— Records drawn from a dataset —

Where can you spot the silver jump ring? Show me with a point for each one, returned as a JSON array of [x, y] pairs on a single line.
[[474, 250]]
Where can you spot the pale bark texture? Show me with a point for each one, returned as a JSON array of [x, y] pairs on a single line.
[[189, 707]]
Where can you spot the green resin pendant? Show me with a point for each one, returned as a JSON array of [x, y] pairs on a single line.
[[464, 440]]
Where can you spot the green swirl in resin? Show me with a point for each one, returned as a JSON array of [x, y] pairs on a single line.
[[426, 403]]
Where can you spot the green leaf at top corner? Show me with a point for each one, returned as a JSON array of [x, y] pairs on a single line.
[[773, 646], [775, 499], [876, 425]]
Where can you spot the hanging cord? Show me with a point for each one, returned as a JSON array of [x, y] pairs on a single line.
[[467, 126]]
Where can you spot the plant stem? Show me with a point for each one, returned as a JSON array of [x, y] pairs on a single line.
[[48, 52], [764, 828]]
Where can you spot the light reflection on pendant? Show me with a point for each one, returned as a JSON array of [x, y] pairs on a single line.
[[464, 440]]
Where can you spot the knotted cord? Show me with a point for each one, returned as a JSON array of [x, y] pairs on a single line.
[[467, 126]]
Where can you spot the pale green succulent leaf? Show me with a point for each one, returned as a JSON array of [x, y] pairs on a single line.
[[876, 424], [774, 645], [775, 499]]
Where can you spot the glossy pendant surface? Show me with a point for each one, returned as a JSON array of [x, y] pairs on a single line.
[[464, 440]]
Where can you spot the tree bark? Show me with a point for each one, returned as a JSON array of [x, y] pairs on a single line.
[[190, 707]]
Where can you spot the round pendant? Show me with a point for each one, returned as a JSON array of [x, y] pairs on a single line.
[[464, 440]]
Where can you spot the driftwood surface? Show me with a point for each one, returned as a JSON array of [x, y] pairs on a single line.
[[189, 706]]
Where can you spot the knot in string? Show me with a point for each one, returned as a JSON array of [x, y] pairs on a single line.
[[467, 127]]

— Directions for this task —
The lines from the one containing "Where can you spot the driftwood" through the last line of the records are the answer; set them down exactly and add nothing.

— Expected answer —
Where can you spot the driftwood surface? Show me with a point for each one, returned as a JSON array of [x, y] pairs on a single line.
[[189, 706]]
Where can you spot the knot in string? Show me with a point for each one, returned as a JSON array of [x, y] pairs on a single line.
[[467, 127]]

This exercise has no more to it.